Reproduce the rows below, swapping "source frame" for "input frame" at every occurrence and leaving the rest untouched.

+++

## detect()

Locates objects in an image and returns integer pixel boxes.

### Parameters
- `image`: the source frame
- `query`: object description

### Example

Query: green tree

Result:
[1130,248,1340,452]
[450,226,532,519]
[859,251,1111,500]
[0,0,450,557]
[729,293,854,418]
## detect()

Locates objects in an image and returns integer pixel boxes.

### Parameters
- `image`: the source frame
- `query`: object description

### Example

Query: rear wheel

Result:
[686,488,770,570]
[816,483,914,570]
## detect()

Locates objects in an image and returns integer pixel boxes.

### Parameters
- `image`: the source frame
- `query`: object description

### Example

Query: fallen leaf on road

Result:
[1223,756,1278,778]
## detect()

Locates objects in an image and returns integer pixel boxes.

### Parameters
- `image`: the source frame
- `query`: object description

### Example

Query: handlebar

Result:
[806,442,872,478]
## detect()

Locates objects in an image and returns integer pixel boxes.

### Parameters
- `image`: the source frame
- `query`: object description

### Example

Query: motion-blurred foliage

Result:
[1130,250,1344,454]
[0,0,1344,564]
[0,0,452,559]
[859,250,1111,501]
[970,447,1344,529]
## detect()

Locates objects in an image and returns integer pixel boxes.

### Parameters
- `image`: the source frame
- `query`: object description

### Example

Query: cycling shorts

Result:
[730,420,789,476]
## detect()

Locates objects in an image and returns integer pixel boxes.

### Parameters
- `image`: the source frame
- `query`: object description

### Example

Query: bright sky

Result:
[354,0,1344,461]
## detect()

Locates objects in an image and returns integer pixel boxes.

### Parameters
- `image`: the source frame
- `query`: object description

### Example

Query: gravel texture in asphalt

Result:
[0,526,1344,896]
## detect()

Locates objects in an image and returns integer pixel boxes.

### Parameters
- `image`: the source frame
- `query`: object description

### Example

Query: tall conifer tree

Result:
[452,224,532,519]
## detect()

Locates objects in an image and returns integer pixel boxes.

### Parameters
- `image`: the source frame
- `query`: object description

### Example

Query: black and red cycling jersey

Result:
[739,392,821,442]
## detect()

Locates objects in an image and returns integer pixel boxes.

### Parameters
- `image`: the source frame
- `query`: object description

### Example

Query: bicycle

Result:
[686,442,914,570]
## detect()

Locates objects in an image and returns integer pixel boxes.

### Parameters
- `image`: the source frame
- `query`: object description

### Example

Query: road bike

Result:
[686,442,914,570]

+++

▸ **SOLUTION TO THIS TASK**
## detect()

Locates objects in an image and returns integer pixel boxes.

### Parameters
- `image`: the input frame
- `query`: object description

### Example

Query: green tree

Result:
[1130,248,1340,452]
[450,226,532,519]
[859,251,1111,500]
[0,0,450,557]
[729,293,854,418]
## detect()

Locates objects in an image and returns integer pixel boxes.

### Parameters
- `image`: the input frame
- `query`: object description

### Example

Query: rear wheel

Result:
[686,488,770,570]
[816,483,914,570]
## detect()

Locates objects in an image and returns integer pixel boxes.

### Parameters
- `image`: the input frame
- `query`: object description

### Example

Query: fallen leaf on road

Result:
[1223,756,1278,778]
## detect()

Locates objects in an image and returns integer pixel boxes.

### Parameters
- `image`: the input frame
- `query`: object description

### Example

Query: handlebar

Result:
[806,442,872,478]
## detect()

Locates objects in an image and returns integer pixel boxes.

### Parameters
- `image`: the input frame
- `query`: object description

### Example

Query: motion-blurred foliage

Result:
[1130,250,1344,454]
[0,0,1344,564]
[0,0,452,559]
[859,250,1111,501]
[970,447,1344,529]
## detect()

Locates objects in an image and returns integer pixel boxes.

### Parameters
- `image`: the input frame
- `query`: object description

### Example

Query: cycling shorts

Result:
[730,420,789,476]
## detect()

Locates objects in an image and returns integer pixel boxes.

### Parameters
- `image`: the input frame
- `query`: object description

### Example

Query: bright sky

Result:
[354,0,1344,461]
## detect()

Locates objects in an image and returns integer pixel boxes.

### Parameters
- `image`: the input frame
- `query`: object description

### Example

Query: gravel texture in asphalt

Result:
[0,526,1344,896]
## detect()

Locates objects in an image and returns integer pixel boxes.

### Parameters
- `image`: the input frame
- `query`: object description

### Example

Query: tall conifer tree

Result:
[452,224,532,519]
## detect()

Locates objects in an image and returns integer pixel boxes.

### Parameters
- `image`: the input frame
- `query`: object description

### Example

Query: black and red cycling jersey

Result:
[739,392,821,442]
## detect()

Locates objects in an image and returns integer pixel boxes.

### Parameters
- `image`: the input frame
- `query`: object description

### Example

Query: bicycle

Result:
[686,442,914,570]
## detect()

Locates objects in an image and returns integer pixel boxes.

### Parameters
- `image`: the input frame
- `query`: object description

### Example

Query: road bike

Result:
[686,442,914,570]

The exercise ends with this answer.